Convert the data below into a numbered list, leaving out any blank lines.

** START Material shown **

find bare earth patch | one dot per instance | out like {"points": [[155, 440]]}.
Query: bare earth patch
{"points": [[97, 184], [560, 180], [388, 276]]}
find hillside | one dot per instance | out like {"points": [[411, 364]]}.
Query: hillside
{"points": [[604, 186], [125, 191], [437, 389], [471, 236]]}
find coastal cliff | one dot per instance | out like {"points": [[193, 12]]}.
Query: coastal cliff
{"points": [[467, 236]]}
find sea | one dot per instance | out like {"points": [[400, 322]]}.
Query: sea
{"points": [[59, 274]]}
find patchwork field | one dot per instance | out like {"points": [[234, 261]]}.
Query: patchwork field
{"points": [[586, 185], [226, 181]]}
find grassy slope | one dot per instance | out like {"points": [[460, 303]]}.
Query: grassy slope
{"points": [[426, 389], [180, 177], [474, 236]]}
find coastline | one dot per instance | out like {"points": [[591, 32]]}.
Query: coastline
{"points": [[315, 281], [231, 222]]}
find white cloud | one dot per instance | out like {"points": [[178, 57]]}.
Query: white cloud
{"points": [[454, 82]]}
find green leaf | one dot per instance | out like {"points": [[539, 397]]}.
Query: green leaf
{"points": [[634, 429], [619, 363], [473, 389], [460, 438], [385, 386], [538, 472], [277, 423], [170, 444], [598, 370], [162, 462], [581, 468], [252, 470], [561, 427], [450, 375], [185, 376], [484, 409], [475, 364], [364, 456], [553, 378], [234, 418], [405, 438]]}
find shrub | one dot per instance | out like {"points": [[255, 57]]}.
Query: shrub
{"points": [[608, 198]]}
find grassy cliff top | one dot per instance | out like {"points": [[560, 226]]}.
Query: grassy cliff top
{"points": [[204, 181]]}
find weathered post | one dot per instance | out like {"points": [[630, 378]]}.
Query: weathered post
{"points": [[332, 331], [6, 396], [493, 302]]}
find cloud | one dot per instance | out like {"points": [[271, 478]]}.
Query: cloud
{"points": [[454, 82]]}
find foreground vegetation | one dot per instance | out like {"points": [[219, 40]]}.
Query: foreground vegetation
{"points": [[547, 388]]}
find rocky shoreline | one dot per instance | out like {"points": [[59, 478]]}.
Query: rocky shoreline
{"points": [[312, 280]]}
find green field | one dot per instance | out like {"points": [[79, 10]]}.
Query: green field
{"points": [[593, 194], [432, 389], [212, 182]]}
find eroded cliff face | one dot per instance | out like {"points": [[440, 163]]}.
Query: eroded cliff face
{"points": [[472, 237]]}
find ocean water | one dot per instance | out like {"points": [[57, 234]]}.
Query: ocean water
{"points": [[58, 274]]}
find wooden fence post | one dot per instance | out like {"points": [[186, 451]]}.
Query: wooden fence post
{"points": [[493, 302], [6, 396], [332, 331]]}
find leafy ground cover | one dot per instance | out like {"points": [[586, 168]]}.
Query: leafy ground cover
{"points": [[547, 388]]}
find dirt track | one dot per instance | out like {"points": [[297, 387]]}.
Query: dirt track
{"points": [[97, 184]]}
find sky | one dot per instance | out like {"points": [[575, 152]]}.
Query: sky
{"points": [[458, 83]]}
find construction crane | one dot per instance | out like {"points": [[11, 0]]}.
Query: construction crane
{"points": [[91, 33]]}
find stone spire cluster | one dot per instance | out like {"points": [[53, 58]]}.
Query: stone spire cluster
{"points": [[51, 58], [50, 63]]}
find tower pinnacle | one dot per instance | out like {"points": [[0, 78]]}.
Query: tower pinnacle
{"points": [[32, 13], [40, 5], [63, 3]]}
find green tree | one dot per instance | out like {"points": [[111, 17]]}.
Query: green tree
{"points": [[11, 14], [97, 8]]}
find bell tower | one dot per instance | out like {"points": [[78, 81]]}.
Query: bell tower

** END Material shown **

» Result:
1. find bare earth patch | one dot per instance | out like {"points": [[155, 440]]}.
2. Query: bare earth patch
3. {"points": [[97, 184], [560, 180], [388, 276]]}
4. find hillside | one dot per instance | out like {"points": [[411, 364]]}.
5. Query: hillside
6. {"points": [[604, 186], [125, 191], [437, 389], [471, 236]]}
7. find coastal cliff | one dot per instance | out like {"points": [[193, 12]]}.
8. Query: coastal cliff
9. {"points": [[467, 236]]}
10. find sea | one dot per instance | out like {"points": [[400, 322]]}.
11. Query: sea
12. {"points": [[59, 274]]}
13. find patchwork field | one dot per instance | out like {"points": [[234, 261]]}.
14. Query: patchwork field
15. {"points": [[586, 185], [226, 181]]}
16. find grassy slope | one dot per instance | out like {"points": [[460, 303]]}.
17. Query: grassy slope
18. {"points": [[426, 389], [180, 177], [474, 236]]}
19. find coastline | one dot per instance | out like {"points": [[591, 32]]}.
20. Query: coastline
21. {"points": [[315, 281], [231, 222]]}
22. find white cloud | one dot per instance | out like {"points": [[178, 57]]}.
23. Query: white cloud
24. {"points": [[454, 82]]}
25. find green leaf | one dot per instance | out like {"points": [[539, 397]]}.
26. Query: green leaf
27. {"points": [[634, 429], [619, 363], [473, 389], [460, 438], [385, 386], [538, 472], [277, 423], [170, 444], [598, 370], [162, 462], [581, 468], [252, 470], [561, 427], [450, 375], [185, 376], [484, 409], [475, 364], [364, 456], [553, 378], [234, 418], [405, 438]]}
28. find shrub | one dot per instance | out like {"points": [[255, 57]]}.
29. Query: shrub
30. {"points": [[608, 198]]}
31. find grassy cliff top | one dot per instance | out like {"points": [[560, 226]]}.
32. Query: grassy cliff top
33. {"points": [[204, 181]]}
34. find weathered post | one dot per instance | out like {"points": [[630, 378]]}.
35. Query: weathered post
36. {"points": [[332, 331], [6, 396], [493, 302]]}
37. find cloud | one dot per instance | out like {"points": [[271, 478]]}.
38. Query: cloud
39. {"points": [[454, 82]]}
40. find foreground vegetation | one dot per instance | out like {"points": [[219, 40]]}.
41. Query: foreground vegetation
42. {"points": [[547, 388]]}
43. find rocky shoreline | one dot per instance | out like {"points": [[59, 478]]}.
44. Query: rocky shoreline
45. {"points": [[312, 280]]}
46. find green field | one dot per instance | out like {"points": [[79, 10]]}.
47. Query: green field
48. {"points": [[593, 194], [432, 389], [212, 182]]}
49. find eroded cliff face | one dot per instance | out like {"points": [[440, 163]]}.
50. Query: eroded cliff face
51. {"points": [[472, 237]]}
52. find ocean water | one dot per instance | out like {"points": [[57, 234]]}.
53. Query: ocean water
54. {"points": [[58, 274]]}
55. find wooden fence post | one dot per instance | out like {"points": [[186, 451]]}.
56. Query: wooden fence post
57. {"points": [[493, 302], [6, 396], [332, 331]]}
58. find leafy ground cover | one dot per instance | out like {"points": [[586, 168]]}.
59. Query: leafy ground cover
60. {"points": [[547, 388]]}
61. find dirt track | one dot per instance | out like {"points": [[297, 387]]}.
62. Query: dirt track
63. {"points": [[97, 184]]}
64. find sky | one dot per instance | out like {"points": [[575, 152]]}.
65. Query: sky
66. {"points": [[458, 83]]}
67. find construction crane | one dot per instance | out like {"points": [[11, 0]]}.
68. Query: construction crane
69. {"points": [[91, 33]]}
70. find stone spire cluster | one dot per instance | out like {"points": [[53, 58]]}.
71. Query: stone spire cluster
72. {"points": [[51, 58], [50, 63]]}
73. find tower pinnacle | one dot per instance | out like {"points": [[0, 78]]}.
74. Query: tower pinnacle
75. {"points": [[32, 13], [40, 5], [63, 3]]}
76. find green tree | one dot per instance | out like {"points": [[111, 17]]}.
77. Query: green tree
78. {"points": [[11, 14], [97, 8]]}
79. find bell tower | one dot per instance | out like {"points": [[78, 81]]}.
80. Query: bell tower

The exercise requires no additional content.